** GIVEN TASK **
Convert the lines below into a Markdown table with the columns "No." and "Line," numbering each row and leaving out blank lines. Cover only the lines starting at the one containing "Kindly mark the innermost point of each instance of the light" and ending at the last line.

====== SOURCE RECORDS

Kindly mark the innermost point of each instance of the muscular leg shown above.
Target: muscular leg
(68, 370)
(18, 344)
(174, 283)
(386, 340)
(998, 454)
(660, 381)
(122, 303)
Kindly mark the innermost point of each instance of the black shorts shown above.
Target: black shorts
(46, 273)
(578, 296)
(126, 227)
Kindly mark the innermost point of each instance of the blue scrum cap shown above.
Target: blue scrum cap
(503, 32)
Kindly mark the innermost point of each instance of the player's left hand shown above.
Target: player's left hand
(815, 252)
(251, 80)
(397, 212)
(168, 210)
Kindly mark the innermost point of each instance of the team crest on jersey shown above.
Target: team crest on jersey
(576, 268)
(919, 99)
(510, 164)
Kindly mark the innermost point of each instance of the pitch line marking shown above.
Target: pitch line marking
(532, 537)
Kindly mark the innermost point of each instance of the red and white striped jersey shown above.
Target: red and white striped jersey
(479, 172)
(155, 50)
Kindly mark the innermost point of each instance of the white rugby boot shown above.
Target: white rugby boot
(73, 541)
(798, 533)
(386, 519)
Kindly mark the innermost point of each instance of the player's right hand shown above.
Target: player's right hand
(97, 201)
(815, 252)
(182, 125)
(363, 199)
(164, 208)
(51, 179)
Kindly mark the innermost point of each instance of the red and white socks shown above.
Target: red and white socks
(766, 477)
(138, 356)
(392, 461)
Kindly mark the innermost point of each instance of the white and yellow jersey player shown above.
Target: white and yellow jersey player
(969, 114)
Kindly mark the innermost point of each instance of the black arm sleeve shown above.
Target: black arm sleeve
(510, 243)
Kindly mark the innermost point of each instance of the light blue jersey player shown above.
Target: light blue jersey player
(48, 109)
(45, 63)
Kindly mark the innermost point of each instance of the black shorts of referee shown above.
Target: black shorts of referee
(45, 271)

============

** FULL RESPONSE **
| No. | Line |
|---|---|
| 1 | Kindly mark the innermost point of each instance of the light blue jersey player shown above. |
| 2 | Target: light blue jersey player |
| 3 | (48, 109) |
| 4 | (45, 63) |
| 5 | Kindly mark the innermost point of each instance of the black shorts of referee shown above. |
| 6 | Target: black shorts of referee |
| 7 | (45, 271) |